Then, the investigators searched through a second set of 66 medulloblastomas, including some samples from adults, to find how these mutations altered the proteins made by the genes. The team found that most of the mutations congregate within a few gene families or pathways. The most prevalent pathway ordered the way long strands of DNA that make up chromosomes are twisted and shaped into dense packets that open and close depending on when genes need to be activated. Such a process is regulated by chemicals that operate outside of genes, termed “epigenetic” by scientists.
Within the epigenetic pathway, two commonly mutated genes were involved in how molecules called histones wrap around DNA.
“These epigenetic changes may be more important than we thought in childhood cancers,” said Will Parsons, formerly of Johns Hopkins and now an assistant professor at Texas Children’s Cancer Center and Baylor College of Medicine.
Mutations in MLL2 and MLL3 were identified in 16 percent of the entire set of 88 medulloblastoma samples. Add to this three other epigenetic alterations found by the scientists in the genome scan, and the total set accounts for 20 percent of mutations in all the brain cancer samples.
Second to epigenetic pathways were gene mutations in pathways such as Hedgehog and Wnt that control tissue and organ development in humans and other animals. Both pathways have previously been linked to childhood medulloblastoma.
Cancer is the leading cause of death by disease in children in the United States, and more children die of brain tumors than any other type of cancer. Medulloblastoma is the most common malignant brain tumor in children, occurring in about 400 children per year in the United States.
“It’s a particular challenge to treat children with brain cancer,” said Parsons, “because our most-effective treatments, surgery and radiation therapy, can cause significant side effects, including cognitive disabilities and hormone abnormalities. For our youngest patients, the effects can be potentially devastating.”
Yet Parsons is encouraged by the study’s findings. “As oncologists, we’re working to understand how specific genetic changes found in patients’ cancers should guide their treatment. Any information that allows us to understand a patient’s prognosis or provides clues about therapies that might work best in a patient is crucial and will help us provide better care.”

-- Records --
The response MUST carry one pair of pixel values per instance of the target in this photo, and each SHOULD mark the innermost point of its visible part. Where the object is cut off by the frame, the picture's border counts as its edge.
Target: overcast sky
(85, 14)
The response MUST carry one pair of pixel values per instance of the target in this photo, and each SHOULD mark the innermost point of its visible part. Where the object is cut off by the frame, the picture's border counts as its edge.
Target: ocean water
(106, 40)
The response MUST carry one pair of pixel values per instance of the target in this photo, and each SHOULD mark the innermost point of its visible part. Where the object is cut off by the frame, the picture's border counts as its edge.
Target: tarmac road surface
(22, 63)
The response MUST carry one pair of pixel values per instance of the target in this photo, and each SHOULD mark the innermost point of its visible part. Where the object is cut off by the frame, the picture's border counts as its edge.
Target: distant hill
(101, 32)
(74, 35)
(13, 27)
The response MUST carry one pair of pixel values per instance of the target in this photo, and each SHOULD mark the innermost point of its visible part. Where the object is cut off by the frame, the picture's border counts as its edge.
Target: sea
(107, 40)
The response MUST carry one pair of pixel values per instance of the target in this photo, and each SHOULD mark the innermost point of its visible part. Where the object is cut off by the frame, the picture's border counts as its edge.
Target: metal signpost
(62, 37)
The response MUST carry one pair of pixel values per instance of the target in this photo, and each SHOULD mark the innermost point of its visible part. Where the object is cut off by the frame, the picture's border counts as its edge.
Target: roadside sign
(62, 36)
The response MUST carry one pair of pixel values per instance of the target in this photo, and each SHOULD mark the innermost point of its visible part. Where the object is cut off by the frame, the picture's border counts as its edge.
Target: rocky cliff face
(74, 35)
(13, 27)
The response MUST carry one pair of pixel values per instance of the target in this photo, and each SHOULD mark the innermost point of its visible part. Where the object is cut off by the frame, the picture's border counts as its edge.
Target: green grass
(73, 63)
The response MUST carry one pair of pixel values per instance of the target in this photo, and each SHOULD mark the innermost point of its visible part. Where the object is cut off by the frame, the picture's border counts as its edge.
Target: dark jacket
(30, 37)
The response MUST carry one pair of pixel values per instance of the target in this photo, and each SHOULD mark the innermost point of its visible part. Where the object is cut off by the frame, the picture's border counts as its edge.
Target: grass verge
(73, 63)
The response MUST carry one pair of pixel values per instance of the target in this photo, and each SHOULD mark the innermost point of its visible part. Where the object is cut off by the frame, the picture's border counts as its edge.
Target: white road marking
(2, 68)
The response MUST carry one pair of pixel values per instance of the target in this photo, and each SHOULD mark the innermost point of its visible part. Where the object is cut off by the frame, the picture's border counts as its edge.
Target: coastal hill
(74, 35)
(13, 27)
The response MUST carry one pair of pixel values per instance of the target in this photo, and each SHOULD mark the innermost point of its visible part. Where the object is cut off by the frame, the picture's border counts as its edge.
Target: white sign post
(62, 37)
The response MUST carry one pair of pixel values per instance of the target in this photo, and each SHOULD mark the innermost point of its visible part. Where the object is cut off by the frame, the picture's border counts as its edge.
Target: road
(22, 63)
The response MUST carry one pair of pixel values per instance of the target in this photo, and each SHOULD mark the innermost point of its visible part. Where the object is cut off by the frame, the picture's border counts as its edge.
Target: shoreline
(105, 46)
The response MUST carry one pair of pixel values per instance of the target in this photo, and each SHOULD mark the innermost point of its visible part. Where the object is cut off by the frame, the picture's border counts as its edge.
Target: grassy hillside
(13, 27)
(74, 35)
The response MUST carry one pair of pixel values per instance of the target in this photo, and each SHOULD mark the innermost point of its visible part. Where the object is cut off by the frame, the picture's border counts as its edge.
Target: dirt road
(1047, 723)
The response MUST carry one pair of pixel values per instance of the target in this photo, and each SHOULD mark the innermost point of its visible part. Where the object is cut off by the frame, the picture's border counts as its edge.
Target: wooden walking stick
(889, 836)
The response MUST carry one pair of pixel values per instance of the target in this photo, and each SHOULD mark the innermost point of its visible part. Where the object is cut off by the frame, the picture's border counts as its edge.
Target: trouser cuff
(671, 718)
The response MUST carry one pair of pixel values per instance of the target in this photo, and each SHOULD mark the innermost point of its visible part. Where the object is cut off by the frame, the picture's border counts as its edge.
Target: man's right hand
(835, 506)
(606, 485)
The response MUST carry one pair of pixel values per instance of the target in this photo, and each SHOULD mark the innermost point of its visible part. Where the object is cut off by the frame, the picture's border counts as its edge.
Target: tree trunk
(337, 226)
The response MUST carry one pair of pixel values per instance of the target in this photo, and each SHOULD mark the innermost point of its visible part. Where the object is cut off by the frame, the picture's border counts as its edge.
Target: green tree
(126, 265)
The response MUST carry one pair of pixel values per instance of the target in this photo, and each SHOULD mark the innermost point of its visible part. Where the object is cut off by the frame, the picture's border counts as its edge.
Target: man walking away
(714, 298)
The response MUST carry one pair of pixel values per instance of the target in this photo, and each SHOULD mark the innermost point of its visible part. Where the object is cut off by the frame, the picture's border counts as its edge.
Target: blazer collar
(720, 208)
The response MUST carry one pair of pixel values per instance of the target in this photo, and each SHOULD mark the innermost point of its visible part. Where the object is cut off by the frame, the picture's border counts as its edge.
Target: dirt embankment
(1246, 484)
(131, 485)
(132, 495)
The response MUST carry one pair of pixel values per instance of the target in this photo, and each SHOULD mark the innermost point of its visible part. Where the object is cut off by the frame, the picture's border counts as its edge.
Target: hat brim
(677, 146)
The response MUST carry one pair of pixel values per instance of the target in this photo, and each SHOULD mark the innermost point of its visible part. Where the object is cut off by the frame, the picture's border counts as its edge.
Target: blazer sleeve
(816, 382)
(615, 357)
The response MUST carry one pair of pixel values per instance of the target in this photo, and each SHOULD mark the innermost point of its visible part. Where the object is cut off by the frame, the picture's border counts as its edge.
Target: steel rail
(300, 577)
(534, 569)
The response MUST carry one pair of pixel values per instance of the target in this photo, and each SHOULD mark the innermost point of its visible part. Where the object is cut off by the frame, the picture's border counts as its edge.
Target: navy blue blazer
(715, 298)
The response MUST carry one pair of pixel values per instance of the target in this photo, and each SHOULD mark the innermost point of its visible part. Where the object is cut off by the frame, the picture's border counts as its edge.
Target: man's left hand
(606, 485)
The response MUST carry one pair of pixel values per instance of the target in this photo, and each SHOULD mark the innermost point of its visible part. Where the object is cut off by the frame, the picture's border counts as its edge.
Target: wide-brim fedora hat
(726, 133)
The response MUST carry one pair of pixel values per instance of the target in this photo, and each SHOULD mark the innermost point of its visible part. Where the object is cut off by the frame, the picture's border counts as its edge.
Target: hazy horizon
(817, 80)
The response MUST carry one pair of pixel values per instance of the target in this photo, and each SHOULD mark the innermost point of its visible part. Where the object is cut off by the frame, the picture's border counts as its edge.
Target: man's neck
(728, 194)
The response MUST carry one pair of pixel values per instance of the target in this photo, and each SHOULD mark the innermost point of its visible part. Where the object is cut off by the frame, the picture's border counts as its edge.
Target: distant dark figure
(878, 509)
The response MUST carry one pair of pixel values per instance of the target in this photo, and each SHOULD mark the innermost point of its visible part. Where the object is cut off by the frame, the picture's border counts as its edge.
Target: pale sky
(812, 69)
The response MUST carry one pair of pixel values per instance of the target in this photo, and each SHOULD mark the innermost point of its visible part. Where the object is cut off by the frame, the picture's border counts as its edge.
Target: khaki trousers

-- Tasks to complete --
a – In the medulloblastoma text, what share of the 88 samples carried mutations in MLL2 and MLL3?
b – Print the medulloblastoma text from "Mutations in MLL2" to "to childhood medulloblastoma.".
c – Translate this sentence from the medulloblastoma text into Spanish: "Both pathways have previously been linked to childhood medulloblastoma."

-- Task responses --
a – 16 percent

b –
Mutations in MLL2 and MLL3 were identified in 16 percent of the entire set of 88 medulloblastoma samples. Add to this three other epigenetic alterations found by the scientists in the genome scan, and the total set accounts for 20 percent of mutations in all the brain cancer samples.
Second to epigenetic pathways were gene mutations in pathways such as Hedgehog and Wnt that control tissue and organ development in humans and other animals. Both pathways have previously been linked to childhood medulloblastoma.

c – Ambas vías se han relacionado previamente con el meduloblastoma infantil.